• **Task brief**:
What lines in the entries below contain the word "crowd"? Copy all of them.

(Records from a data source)

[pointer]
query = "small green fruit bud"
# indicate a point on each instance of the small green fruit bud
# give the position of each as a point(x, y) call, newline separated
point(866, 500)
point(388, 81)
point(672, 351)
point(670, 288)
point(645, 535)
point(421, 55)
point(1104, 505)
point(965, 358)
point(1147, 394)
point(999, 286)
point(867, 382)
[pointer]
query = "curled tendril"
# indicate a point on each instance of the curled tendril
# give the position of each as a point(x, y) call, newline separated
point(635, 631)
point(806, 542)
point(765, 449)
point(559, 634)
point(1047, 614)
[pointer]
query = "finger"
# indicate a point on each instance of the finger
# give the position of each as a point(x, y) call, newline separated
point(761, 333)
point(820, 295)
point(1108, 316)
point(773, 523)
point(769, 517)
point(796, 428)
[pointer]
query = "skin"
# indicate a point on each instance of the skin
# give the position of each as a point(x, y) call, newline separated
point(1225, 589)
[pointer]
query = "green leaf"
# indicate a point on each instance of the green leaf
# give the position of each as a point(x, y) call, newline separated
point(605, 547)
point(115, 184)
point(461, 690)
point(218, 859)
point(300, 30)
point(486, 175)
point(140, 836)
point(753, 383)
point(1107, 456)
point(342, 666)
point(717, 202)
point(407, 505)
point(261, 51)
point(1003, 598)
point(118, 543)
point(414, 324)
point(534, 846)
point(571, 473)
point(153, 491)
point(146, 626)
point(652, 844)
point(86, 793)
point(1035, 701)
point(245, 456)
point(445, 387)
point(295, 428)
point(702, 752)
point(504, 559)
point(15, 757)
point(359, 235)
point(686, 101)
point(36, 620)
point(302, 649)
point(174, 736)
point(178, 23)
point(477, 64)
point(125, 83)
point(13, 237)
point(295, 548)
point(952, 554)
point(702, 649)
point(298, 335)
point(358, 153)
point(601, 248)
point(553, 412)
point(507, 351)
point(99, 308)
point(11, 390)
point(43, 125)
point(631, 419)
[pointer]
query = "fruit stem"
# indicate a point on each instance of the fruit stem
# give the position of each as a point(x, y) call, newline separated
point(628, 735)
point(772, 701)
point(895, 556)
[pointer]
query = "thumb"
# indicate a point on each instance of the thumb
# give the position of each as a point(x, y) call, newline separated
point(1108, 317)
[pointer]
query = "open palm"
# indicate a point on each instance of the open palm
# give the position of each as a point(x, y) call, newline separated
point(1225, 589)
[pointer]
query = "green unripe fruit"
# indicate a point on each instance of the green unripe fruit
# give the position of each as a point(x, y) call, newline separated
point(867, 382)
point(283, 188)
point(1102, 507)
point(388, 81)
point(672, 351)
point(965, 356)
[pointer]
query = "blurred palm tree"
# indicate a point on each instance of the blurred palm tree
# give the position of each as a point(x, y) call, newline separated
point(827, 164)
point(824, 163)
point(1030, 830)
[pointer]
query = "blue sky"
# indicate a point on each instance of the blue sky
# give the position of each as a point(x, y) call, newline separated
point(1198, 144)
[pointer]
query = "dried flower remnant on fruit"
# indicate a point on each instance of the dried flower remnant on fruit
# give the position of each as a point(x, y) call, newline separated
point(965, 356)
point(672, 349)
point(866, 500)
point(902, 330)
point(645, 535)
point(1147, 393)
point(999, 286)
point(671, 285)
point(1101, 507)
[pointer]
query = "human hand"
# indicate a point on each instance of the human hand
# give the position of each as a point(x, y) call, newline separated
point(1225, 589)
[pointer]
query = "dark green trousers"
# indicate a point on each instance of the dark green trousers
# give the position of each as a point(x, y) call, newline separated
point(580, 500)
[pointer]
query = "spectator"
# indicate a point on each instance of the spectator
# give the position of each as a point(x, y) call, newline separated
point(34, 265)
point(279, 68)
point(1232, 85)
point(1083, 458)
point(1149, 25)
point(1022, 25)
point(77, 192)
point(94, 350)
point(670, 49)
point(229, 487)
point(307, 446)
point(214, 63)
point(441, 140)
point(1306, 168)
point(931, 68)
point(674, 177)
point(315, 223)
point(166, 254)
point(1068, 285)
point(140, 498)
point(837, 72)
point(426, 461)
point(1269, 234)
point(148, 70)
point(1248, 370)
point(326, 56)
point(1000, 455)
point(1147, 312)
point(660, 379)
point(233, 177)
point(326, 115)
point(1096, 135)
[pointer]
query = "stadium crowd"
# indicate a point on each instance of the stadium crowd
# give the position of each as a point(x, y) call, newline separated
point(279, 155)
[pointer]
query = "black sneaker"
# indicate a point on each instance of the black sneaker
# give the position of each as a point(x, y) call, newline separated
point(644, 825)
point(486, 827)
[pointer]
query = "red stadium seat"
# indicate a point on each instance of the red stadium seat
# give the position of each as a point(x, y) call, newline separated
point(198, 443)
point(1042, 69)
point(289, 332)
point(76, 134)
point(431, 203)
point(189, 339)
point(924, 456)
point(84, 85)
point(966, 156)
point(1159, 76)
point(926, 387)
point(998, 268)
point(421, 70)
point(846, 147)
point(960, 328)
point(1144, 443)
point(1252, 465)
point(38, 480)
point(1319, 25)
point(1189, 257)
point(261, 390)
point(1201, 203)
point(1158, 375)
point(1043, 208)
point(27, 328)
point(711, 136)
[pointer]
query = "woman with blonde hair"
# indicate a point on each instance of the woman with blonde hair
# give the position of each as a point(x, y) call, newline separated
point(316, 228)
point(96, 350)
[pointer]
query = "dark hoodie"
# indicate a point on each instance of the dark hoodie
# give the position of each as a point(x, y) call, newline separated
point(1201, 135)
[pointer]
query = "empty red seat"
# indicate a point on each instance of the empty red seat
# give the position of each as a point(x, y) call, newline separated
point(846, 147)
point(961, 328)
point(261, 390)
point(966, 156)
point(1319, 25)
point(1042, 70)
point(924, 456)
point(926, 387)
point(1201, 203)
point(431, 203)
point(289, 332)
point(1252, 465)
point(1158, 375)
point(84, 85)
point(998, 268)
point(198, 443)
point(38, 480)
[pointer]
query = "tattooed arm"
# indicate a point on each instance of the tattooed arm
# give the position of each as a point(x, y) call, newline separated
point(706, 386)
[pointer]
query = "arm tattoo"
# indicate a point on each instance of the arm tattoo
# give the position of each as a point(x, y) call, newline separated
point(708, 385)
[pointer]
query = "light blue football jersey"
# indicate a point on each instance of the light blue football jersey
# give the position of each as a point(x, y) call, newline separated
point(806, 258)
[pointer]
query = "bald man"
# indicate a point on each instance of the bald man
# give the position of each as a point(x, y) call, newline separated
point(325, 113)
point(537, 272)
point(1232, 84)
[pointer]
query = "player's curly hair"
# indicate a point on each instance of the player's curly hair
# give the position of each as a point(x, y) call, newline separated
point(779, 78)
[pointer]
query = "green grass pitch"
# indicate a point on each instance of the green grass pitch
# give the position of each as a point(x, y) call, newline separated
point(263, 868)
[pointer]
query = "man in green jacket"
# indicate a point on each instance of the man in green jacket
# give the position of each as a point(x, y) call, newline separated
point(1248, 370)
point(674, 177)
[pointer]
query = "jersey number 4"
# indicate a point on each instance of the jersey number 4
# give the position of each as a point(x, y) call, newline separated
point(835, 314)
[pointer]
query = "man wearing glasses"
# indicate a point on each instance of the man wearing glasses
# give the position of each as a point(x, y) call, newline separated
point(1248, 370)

• **Answer to the problem**:
query = "stadium crowd"
# indicate a point on each instance of the stadium crowd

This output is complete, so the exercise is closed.